Work to be completed:
Please write out the passage of the field trip text starting at "6. There is" and ending at "more attended groups.", word for word.

3.Somebody will get freaked out by the muskets, graves, and villages of cobwebs spun in the rafters. Unfortunately, on this trip, it was me. I even started wondering if the people dressed up as printers and book binders weren't reincarnations of old souls. After that thought, I told the kids it was time to break for lunch.
4. Fifth graders function under watchful eyes in much the same manner as prisoners do. They have their own hierarchy of power, a complicated bartering system, and they communicate silently via their DS's.
5. My daughter has no respect for assumed authority. I was standing there in the drizzle, frantically trying to answer the questions on the scavenger hunt when she said to me,"Mom, just put it down. They never check that stuff. They just put it in the recycle bin."
6. There is always one "career" mother on the trip who spends the entire time texting or consulting her Blackberry while her group scatters into the roped off areas and goes to feed the ducks despite all the warning signs NOT to feed them. Their freedom causes mighty dissension in the more attended groups.
7. My daughter and I have totally different perspectives about field trips. On the way back, I kept asking her and her friends questions about what she had learned.

Recorded information:
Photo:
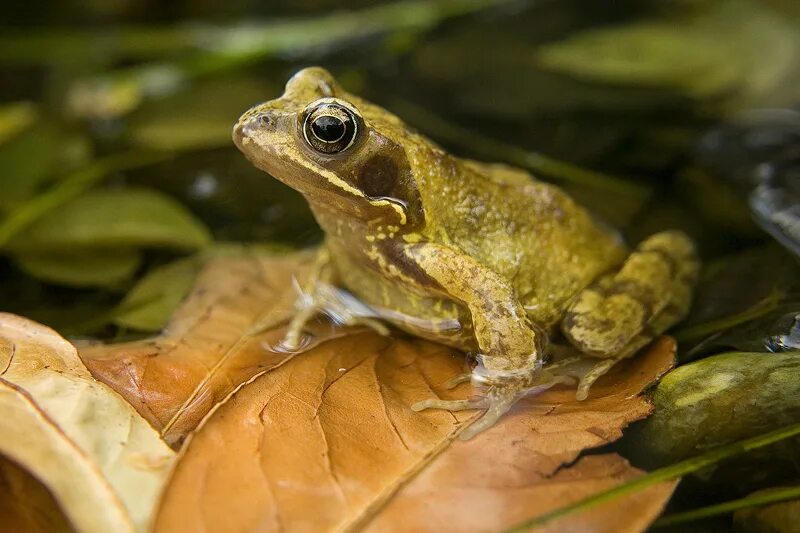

Complete response:
6. There is always one "career" mother on the trip who spends the entire time texting or consulting her Blackberry while her group scatters into the roped off areas and goes to feed the ducks despite all the warning signs NOT to feed them. Their freedom causes mighty dissension in the more attended groups.